◆ **WORK INSTRUCTIONS**
What is needed here is an exact transcription of all the entries.

[EXERCISE MATERIALS Boundary: Start]

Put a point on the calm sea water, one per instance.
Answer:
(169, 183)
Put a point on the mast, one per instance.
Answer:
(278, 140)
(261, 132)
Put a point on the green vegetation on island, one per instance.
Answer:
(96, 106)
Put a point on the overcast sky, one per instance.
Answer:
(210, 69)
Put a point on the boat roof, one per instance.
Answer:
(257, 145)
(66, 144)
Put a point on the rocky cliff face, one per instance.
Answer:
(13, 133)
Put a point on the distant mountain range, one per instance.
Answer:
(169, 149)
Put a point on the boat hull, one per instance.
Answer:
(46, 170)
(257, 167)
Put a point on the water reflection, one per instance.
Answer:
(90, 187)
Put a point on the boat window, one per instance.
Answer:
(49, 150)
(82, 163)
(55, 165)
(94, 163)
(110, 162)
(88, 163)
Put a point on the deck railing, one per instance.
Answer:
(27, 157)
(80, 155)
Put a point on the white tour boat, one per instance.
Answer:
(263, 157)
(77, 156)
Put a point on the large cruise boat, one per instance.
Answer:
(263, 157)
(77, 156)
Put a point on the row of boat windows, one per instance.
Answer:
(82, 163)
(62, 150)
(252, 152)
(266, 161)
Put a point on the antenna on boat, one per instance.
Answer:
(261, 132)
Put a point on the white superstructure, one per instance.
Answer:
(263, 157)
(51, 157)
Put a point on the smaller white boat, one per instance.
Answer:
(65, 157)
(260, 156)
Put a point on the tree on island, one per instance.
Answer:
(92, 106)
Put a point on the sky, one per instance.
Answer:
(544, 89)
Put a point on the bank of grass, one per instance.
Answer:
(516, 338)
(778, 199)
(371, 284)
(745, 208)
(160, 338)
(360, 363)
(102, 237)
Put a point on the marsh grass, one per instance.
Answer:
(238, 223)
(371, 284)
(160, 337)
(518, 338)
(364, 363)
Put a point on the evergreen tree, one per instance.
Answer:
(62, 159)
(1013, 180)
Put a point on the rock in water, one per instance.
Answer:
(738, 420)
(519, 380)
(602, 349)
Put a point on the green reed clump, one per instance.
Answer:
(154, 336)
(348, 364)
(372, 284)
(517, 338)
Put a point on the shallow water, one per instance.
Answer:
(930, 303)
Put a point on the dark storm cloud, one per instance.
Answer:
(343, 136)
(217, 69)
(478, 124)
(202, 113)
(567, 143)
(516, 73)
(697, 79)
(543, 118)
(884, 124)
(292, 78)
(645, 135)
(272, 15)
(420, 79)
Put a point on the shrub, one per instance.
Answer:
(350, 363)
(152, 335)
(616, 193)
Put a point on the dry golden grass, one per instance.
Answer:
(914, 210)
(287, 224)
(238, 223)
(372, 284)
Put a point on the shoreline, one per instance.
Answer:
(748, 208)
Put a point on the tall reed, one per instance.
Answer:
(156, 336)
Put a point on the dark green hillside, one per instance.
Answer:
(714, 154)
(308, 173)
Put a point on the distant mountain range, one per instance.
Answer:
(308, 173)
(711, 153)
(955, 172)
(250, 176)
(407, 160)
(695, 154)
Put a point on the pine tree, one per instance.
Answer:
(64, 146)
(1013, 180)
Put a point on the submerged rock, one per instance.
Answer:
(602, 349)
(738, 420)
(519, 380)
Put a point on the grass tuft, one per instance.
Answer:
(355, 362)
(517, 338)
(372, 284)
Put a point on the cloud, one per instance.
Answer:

[EXERCISE MATERIALS Boundary: End]

◆ **ANSWER BOX**
Put a point on the calm sea water, one per instance.
Answer:
(169, 183)
Put a point on the mast, one per instance.
Answer:
(278, 140)
(261, 132)
Put a point on the green vegetation on island, one per instance.
Answer:
(96, 106)
Put a point on the overcast sky, one per instance.
Answer:
(210, 69)
Put a point on the boat roof, one per instance.
Answer:
(257, 145)
(66, 144)
Put a point on the rocky cliff face, one per instance.
Answer:
(13, 133)
Put a point on the distant mountain range, one per instance.
Answer:
(169, 149)
Put a point on the boat hull, one per instance.
Answer:
(46, 170)
(257, 167)
Put a point on the water reflection, one per instance.
Answer:
(90, 187)
Put a point on the boat window, one per instance.
Answer:
(49, 150)
(82, 163)
(55, 165)
(94, 163)
(110, 162)
(88, 163)
Put a point on the deck railing, one per instance.
Answer:
(27, 157)
(80, 155)
Put a point on the white tour boat, one per instance.
Answer:
(263, 157)
(77, 156)
Put a point on the large cruise boat, one per instance.
Answer:
(263, 157)
(77, 156)
Put a point on the row of boat windows, one per instance.
Answer:
(82, 163)
(62, 150)
(252, 152)
(266, 161)
Put a point on the antenna on boat, one per instance.
Answer:
(261, 132)
Put a point on the white superstructure, one per instance.
Answer:
(263, 157)
(51, 157)
Put a point on the smaller white boat, one per instance.
Answer:
(65, 157)
(260, 156)
Put a point on the tree on island, one per instance.
Answer:
(92, 106)
Put a point on the sky, one per instance.
Answer:
(544, 89)
Put a point on the bank of grass, one per instance.
Answer:
(516, 338)
(778, 199)
(371, 284)
(745, 208)
(160, 338)
(360, 363)
(102, 237)
Put a point on the marsh grass, one per instance.
Answer:
(238, 223)
(371, 284)
(160, 337)
(518, 338)
(364, 363)
Put a point on the evergreen tree, one per instance.
Answer:
(62, 159)
(1013, 180)
Put a point on the rock in water, one per instance.
Answer:
(738, 420)
(519, 380)
(602, 349)
Put a point on the green reed clump, one per instance.
Answer:
(154, 336)
(348, 364)
(372, 284)
(517, 338)
Put a point on the shallow water, one per instance.
Answer:
(930, 303)
Put a point on the dark storm cloud, one per instance.
Answer:
(343, 136)
(217, 69)
(478, 124)
(202, 113)
(567, 143)
(516, 73)
(697, 79)
(543, 118)
(884, 124)
(292, 78)
(645, 135)
(272, 15)
(420, 79)
Put a point on the shrub, one per instance.
Answer:
(350, 363)
(152, 335)
(616, 193)
Put a point on the dry golden grass, one per instance.
Answer:
(914, 210)
(287, 224)
(238, 223)
(372, 284)
Put a point on the shoreline, one per instance.
Answer:
(748, 208)
Put a point on the tall reed, one per instance.
Answer:
(156, 336)
Put a point on the dark green hillside, one per instance.
Answer:
(714, 154)
(308, 173)
Put a point on the distant mountain range, one per instance.
Answer:
(308, 173)
(711, 153)
(955, 172)
(250, 176)
(407, 160)
(695, 154)
Put a point on the pine tree, one per instance.
Answer:
(64, 146)
(1013, 180)
Put a point on the submerged rock, one per instance.
Answer:
(602, 349)
(738, 420)
(519, 380)
Put a point on the grass tuft, one per instance.
Answer:
(355, 362)
(517, 338)
(372, 284)
Put a point on the cloud, one per instance.
Answer:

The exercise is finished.